• [TASK DETAILS] The range starts at the line containing "Could you please point to the lattice" and ends at the last line of the records below. Reproduce those lines exactly.

• • • •

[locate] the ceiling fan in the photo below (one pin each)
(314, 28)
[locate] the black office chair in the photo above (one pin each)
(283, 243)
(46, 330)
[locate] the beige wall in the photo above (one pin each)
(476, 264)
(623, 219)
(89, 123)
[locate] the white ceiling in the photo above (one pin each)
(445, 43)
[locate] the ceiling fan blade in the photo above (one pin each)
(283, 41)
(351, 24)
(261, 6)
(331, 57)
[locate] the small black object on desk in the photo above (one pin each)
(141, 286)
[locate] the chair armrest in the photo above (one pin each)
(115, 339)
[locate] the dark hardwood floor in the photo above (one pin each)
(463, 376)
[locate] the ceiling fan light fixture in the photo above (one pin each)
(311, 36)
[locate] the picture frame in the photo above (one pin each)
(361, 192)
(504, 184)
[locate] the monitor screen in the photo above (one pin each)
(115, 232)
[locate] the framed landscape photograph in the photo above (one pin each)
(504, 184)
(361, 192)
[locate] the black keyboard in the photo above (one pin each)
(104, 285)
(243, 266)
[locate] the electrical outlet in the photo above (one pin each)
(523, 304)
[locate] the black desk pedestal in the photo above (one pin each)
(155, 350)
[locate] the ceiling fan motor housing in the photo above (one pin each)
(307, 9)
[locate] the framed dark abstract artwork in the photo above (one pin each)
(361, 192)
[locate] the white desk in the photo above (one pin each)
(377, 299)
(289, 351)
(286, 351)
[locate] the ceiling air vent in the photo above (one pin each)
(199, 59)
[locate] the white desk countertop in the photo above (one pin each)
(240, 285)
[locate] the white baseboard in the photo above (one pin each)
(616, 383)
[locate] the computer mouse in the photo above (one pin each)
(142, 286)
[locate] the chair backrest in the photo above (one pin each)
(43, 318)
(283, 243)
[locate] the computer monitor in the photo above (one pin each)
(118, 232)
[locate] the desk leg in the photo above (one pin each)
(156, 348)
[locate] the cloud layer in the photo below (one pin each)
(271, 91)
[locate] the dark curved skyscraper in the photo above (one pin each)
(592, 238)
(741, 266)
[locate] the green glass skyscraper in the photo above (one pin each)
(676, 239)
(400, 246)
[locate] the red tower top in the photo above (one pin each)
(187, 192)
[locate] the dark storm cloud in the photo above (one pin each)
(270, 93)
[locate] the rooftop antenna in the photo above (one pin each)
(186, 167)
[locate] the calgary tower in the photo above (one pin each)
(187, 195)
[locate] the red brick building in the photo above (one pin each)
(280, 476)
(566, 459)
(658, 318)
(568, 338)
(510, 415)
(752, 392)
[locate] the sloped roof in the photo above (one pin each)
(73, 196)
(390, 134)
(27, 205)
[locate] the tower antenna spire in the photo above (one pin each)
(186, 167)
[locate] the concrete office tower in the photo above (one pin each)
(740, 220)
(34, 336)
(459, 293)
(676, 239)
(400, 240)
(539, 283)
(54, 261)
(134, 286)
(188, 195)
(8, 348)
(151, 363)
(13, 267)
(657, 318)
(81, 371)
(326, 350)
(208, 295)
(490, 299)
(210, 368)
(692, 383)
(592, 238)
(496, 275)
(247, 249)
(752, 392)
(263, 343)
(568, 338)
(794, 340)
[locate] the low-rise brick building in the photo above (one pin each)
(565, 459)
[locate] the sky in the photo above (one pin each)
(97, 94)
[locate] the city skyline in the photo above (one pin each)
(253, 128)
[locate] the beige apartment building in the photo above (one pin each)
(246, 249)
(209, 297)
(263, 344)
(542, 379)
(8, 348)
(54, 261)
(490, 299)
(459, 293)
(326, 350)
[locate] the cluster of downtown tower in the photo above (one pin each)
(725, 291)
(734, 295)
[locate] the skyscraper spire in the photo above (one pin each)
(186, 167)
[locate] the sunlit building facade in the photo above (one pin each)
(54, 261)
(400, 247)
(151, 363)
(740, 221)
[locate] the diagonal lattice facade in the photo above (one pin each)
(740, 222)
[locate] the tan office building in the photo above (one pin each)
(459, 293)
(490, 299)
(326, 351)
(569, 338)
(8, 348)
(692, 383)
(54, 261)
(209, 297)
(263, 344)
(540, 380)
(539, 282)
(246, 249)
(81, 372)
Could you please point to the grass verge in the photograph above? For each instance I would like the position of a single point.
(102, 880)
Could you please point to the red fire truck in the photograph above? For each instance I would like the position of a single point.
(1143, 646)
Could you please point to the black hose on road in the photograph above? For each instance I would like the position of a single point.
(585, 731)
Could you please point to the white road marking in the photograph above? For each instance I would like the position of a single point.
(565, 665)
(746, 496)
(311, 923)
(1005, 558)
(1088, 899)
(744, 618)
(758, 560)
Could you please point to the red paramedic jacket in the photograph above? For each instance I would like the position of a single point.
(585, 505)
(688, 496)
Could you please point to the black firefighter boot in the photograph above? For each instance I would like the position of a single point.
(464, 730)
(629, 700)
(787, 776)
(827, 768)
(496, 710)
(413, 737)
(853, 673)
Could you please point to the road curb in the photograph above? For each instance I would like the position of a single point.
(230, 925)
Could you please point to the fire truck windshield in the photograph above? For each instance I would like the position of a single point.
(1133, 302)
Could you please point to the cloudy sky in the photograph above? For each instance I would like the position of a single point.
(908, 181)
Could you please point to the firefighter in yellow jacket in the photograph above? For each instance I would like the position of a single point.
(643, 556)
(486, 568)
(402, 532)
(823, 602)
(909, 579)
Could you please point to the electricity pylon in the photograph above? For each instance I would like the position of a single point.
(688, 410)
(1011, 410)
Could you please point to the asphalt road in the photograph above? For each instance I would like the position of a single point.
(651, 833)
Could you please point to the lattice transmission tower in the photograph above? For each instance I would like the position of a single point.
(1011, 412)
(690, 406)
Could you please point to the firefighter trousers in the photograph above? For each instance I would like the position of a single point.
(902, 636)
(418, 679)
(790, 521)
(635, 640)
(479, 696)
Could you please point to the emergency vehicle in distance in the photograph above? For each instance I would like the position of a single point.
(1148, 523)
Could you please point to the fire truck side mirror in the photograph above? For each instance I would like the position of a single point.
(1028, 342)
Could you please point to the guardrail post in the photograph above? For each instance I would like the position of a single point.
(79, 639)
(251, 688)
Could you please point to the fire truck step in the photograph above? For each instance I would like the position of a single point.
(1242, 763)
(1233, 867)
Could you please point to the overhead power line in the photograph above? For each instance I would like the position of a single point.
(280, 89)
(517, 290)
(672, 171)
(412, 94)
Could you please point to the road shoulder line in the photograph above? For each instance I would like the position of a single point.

• • • •

• [OUTPUT FOR THIS EXERCISE]
Could you please point to the lattice transmission tower in the photograph above? For each instance I would like the position of a single point.
(1011, 412)
(690, 406)
Could you please point to the firefighter trousers in the photograph above? For each instance I would like the position of a single point.
(902, 636)
(418, 679)
(790, 521)
(635, 640)
(479, 696)
Could you please point to the emergency vehicle in distance in the photograph above? For each instance I would like the position of a single point.
(1148, 523)
Could you please point to the fire truck side mirror in the photograph above? For each instance I would like the position of a single point.
(1028, 342)
Could you please point to the guardrail post in the photograph above? For each instance I would like the position of a single point.
(79, 639)
(251, 688)
Could you please point to the fire truck step in the photograph above? For each instance I would like the position of a single point.
(1242, 763)
(1233, 867)
Could you please point to the overhead power line in the photograph above? For each instance I would like the position of a single point.
(280, 89)
(517, 290)
(672, 171)
(412, 94)
Could you please point to the road shoulder line in the photograph above? For each instance I would like the position of a single point.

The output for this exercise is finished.